■ Action item ■
Could you repeat the listing exactly, leaving out the pictures?

■ Records ■
⁂

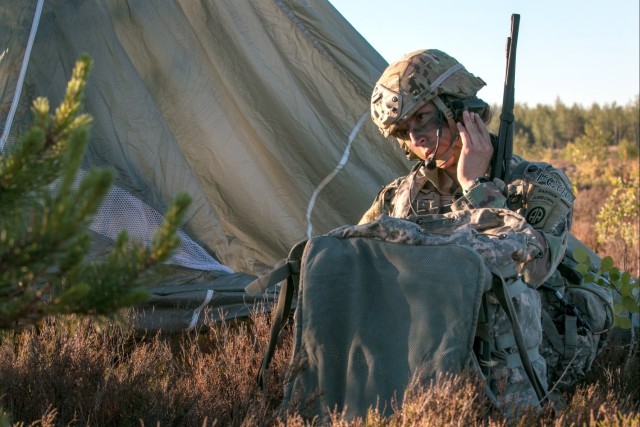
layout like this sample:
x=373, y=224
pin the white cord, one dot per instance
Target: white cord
x=23, y=72
x=343, y=160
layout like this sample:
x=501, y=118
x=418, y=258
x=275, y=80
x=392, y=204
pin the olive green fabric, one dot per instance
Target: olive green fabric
x=372, y=314
x=245, y=105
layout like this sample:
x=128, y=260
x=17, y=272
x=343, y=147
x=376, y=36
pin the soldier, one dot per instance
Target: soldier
x=427, y=101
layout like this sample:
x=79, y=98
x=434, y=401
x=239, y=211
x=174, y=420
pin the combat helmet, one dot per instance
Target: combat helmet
x=415, y=79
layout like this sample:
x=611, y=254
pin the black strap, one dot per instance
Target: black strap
x=500, y=290
x=291, y=272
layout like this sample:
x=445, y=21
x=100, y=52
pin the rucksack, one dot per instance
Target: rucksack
x=381, y=304
x=576, y=317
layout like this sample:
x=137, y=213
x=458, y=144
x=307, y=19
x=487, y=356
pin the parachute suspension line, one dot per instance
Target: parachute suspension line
x=23, y=72
x=328, y=178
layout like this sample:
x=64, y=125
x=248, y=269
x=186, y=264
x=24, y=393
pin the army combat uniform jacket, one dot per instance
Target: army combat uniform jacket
x=544, y=197
x=540, y=193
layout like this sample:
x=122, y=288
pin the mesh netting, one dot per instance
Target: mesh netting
x=120, y=210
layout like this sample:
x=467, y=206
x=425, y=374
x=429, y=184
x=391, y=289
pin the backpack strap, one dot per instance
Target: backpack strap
x=502, y=294
x=289, y=274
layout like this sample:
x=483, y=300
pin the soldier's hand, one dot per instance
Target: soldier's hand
x=476, y=149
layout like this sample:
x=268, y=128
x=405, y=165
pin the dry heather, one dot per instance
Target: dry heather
x=80, y=372
x=77, y=372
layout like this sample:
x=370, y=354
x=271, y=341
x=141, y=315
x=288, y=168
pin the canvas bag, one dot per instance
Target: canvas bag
x=381, y=303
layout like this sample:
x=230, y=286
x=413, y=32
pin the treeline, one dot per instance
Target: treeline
x=555, y=126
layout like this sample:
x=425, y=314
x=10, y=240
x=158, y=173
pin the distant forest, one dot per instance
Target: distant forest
x=545, y=127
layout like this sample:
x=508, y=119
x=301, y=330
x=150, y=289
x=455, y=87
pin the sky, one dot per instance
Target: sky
x=579, y=51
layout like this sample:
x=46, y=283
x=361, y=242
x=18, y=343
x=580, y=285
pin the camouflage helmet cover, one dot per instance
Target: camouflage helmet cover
x=415, y=79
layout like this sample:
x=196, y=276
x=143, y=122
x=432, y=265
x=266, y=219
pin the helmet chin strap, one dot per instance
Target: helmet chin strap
x=456, y=146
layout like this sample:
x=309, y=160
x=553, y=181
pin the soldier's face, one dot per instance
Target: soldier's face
x=419, y=133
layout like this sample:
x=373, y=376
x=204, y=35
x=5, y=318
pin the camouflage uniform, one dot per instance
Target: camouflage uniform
x=537, y=192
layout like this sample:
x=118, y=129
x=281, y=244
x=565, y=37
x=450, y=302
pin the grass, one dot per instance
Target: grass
x=79, y=371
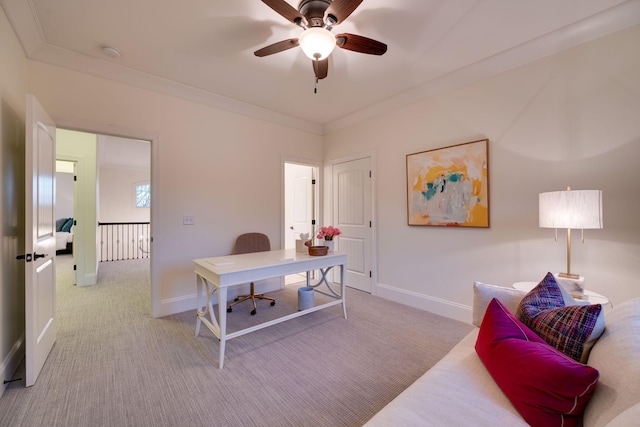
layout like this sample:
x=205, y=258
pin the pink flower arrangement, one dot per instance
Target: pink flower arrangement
x=328, y=233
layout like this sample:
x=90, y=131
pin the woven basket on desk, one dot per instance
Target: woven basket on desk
x=316, y=250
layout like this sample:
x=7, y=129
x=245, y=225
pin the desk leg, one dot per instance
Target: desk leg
x=198, y=305
x=222, y=316
x=343, y=269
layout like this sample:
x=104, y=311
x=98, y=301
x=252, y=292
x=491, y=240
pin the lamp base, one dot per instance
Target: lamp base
x=573, y=285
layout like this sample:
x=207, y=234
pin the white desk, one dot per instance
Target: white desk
x=220, y=273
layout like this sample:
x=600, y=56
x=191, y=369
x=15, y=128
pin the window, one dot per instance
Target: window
x=143, y=196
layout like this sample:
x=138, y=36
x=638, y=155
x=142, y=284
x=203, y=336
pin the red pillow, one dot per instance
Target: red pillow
x=547, y=387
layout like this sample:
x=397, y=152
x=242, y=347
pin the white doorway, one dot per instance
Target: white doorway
x=352, y=213
x=107, y=169
x=300, y=206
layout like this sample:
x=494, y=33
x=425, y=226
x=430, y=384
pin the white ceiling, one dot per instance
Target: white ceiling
x=202, y=50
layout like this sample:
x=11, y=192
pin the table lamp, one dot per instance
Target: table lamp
x=578, y=209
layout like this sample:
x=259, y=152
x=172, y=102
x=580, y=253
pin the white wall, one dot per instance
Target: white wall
x=122, y=164
x=13, y=91
x=64, y=195
x=220, y=167
x=571, y=119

⁂

■ Result of this exercise ■
layout like this sample:
x=373, y=224
pin the white cord, one dot per instance
Target: white cord
x=23, y=72
x=343, y=160
layout like this sample:
x=501, y=118
x=418, y=258
x=275, y=80
x=392, y=204
pin the olive green fabric, one dot per instance
Target: olive green fabric
x=372, y=314
x=245, y=105
layout like this sample:
x=128, y=260
x=17, y=272
x=343, y=147
x=376, y=36
pin the soldier, one dot per instance
Target: soldier
x=427, y=101
layout like this sample:
x=79, y=98
x=434, y=401
x=239, y=211
x=174, y=420
pin the combat helmet, one dot per instance
Target: combat helmet
x=415, y=79
layout like this sample:
x=611, y=254
pin the black strap, one dot per instance
Target: black strap
x=500, y=290
x=291, y=272
layout like this sample:
x=445, y=21
x=100, y=52
pin the rucksack, one dot per instance
Target: rucksack
x=381, y=304
x=576, y=317
layout like this sample:
x=137, y=213
x=458, y=144
x=307, y=19
x=487, y=356
pin the parachute suspension line, one dot per instance
Target: parachute suspension line
x=23, y=72
x=328, y=178
layout like this sample:
x=64, y=125
x=248, y=269
x=186, y=264
x=24, y=393
pin the army combat uniform jacket, one dot per instance
Target: army combat uniform jacket
x=544, y=197
x=540, y=193
layout like this sample:
x=122, y=288
pin the mesh netting, one dot per instance
Target: mesh netting
x=120, y=210
layout like this sample:
x=467, y=206
x=425, y=374
x=429, y=184
x=391, y=289
pin the backpack strap, one dot per instance
Target: backpack strap
x=502, y=294
x=289, y=274
layout like this sample:
x=483, y=300
pin the soldier's hand, one dot per instance
Target: soldier's hand
x=476, y=149
layout like this sample:
x=268, y=128
x=405, y=165
pin the dry heather, one dot per instance
Target: dry heather
x=80, y=372
x=77, y=372
layout like this sample:
x=370, y=354
x=271, y=341
x=141, y=315
x=288, y=168
pin the canvas bag, one dot per instance
Target: canvas bag
x=381, y=303
layout like this sample:
x=230, y=286
x=413, y=32
pin the treeline, one dot per instance
Target: treeline
x=555, y=126
layout like this sample:
x=425, y=314
x=10, y=240
x=158, y=173
pin the distant forest, one dot per instance
Target: distant forest
x=545, y=127
layout like this sample:
x=508, y=119
x=301, y=330
x=150, y=289
x=455, y=87
pin the sky, one dot per instance
Target: sky
x=579, y=51
layout like this sample:
x=46, y=283
x=361, y=242
x=18, y=343
x=580, y=285
pin the camouflage helmet cover, one dot per instance
Target: camouflage helmet cover
x=415, y=79
layout like this sample:
x=196, y=276
x=143, y=122
x=432, y=265
x=266, y=219
pin the helmet chin strap, one dot per instance
Target: helmet chin strap
x=456, y=146
layout like this sample:
x=309, y=160
x=553, y=181
pin the soldier's face, one dot per instance
Target: soldier's face
x=419, y=133
layout like this sample:
x=373, y=376
x=204, y=35
x=5, y=318
pin the camouflage uniform, one dot per instance
Target: camouflage uniform
x=537, y=192
layout like this sample:
x=118, y=129
x=281, y=244
x=565, y=37
x=450, y=302
pin the grass, one dot per instance
Target: grass
x=79, y=371
layout like this sample:
x=205, y=258
pin the pink flower arrangement, one dot per instance
Target: pink flower arrangement
x=328, y=233
layout like this sample:
x=90, y=131
pin the woven basket on desk, one dot per instance
Target: woven basket on desk
x=316, y=250
layout like this sample:
x=7, y=129
x=245, y=225
pin the desk leg, one dot per instance
Target: desk leg
x=198, y=305
x=222, y=316
x=343, y=269
layout like this sample:
x=104, y=311
x=98, y=301
x=252, y=292
x=491, y=240
pin the lamp base, one dot per instance
Target: lamp base
x=573, y=285
layout like this sample:
x=207, y=234
pin the white desk, one dot per instance
Target: white desk
x=220, y=273
layout like this sample:
x=600, y=56
x=191, y=369
x=15, y=128
pin the window, one dot per instance
Target: window
x=143, y=196
layout like this sample:
x=138, y=36
x=638, y=155
x=142, y=284
x=203, y=336
pin the red pillow, one dot per instance
Target: red pillow
x=547, y=387
layout like this sample:
x=397, y=152
x=242, y=347
pin the white doorway, one dot per instance
Target: white doorway
x=352, y=213
x=107, y=169
x=300, y=206
layout like this sample:
x=494, y=33
x=425, y=226
x=430, y=384
pin the white ceiling, one dot per instance
Target: white ceiling
x=202, y=50
layout like this sample:
x=11, y=192
pin the table lamp, one dot per instance
Target: table lamp
x=578, y=209
layout like this sample:
x=259, y=152
x=172, y=102
x=580, y=253
pin the white wall, one dot per instance
Target: white wall
x=122, y=164
x=13, y=91
x=64, y=195
x=220, y=167
x=571, y=119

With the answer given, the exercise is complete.